═══ EXCERPTED TEXT ═══
Proprietary messaging and collaboration tool

Flock is a proprietary messaging and collaboration tool, founded by tech entrepreneur Bhavin Turakhia in 2014. The app is available on Windows, MacOS, Android, iOS and Web.

Flock allows users to configure external apps and integrations from the Flock App Store, and receive notifications and updates directly in Flock.

Flock functions on a freemium pricing model. The application was launched in 2014.

== Features ==
The primary features of Flock are direct & channel messaging, video conferencing, screen & file sharing, and unlimited chat history.

=== Teams ===
Flock users can create multiple teams for the entire company, a department or for selective members of the organisation. To join a team and communicate, users can send invites to others or share the Team URL.

=== Channels ===
Flock users can create public channels and private channels. Public channels are open for everyone to discover and join, and do not require an invitation from the team admin. These channels are meant for sharing knowledge, interests and experiences. Private channels are meant for more focused discussions, and can be joined by invite only.
═══ ENTRIES SHOWN ═══
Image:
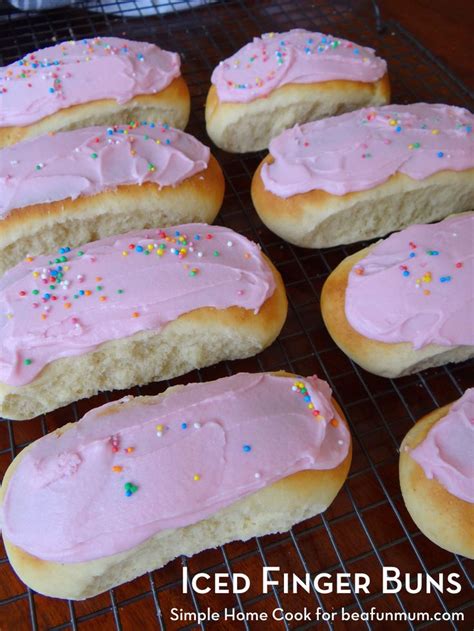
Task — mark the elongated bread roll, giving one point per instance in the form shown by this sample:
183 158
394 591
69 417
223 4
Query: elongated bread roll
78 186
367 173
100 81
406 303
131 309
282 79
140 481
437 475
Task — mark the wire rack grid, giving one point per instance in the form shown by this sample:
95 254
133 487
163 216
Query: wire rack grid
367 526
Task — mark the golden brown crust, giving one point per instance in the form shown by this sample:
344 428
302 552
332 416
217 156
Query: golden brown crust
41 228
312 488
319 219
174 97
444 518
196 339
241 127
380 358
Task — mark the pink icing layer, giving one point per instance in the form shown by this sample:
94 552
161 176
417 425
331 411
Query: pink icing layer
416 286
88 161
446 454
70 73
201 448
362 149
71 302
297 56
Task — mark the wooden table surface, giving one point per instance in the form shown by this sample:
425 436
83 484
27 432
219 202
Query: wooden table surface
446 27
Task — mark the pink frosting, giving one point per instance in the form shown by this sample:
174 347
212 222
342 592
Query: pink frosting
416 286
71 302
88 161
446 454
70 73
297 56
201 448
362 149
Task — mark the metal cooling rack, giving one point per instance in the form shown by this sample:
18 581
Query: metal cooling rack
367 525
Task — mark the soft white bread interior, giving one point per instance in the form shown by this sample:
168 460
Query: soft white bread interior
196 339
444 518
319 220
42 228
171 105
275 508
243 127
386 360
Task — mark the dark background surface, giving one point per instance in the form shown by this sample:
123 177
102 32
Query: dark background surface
═══
_WRITTEN TASK 1_: In the excerpt about Flock, who founded the tool?
_WRITTEN TASK 2_: Rewrite the rows starting at the line containing "Task — mark the pink frosting, giving" and running through the last row, with every "frosting" swapped for "glaze" and everything else unchanged.

_REPLY 1_: Tech entrepreneur Bhavin Turakhia.

_REPLY 2_:
Task — mark the pink glaze, giving one point per instance in the form shown by this sample:
174 347
212 222
342 592
Query: pink glaze
416 286
71 302
88 161
446 454
70 73
297 56
201 448
362 149
Task — mark the metal cooling rack, giving one point per instance in the form shown by this sample:
18 581
Query: metal cooling rack
367 525
Task — mark the soft white bread interior, giving one point per instance in the form shown by this sample:
168 460
Query: soft white bread interior
196 339
444 518
319 220
42 228
171 105
275 508
243 127
386 360
Task — mark the dark background surface, giving one point per instance in the form shown by this sample:
123 177
102 32
Query: dark background surface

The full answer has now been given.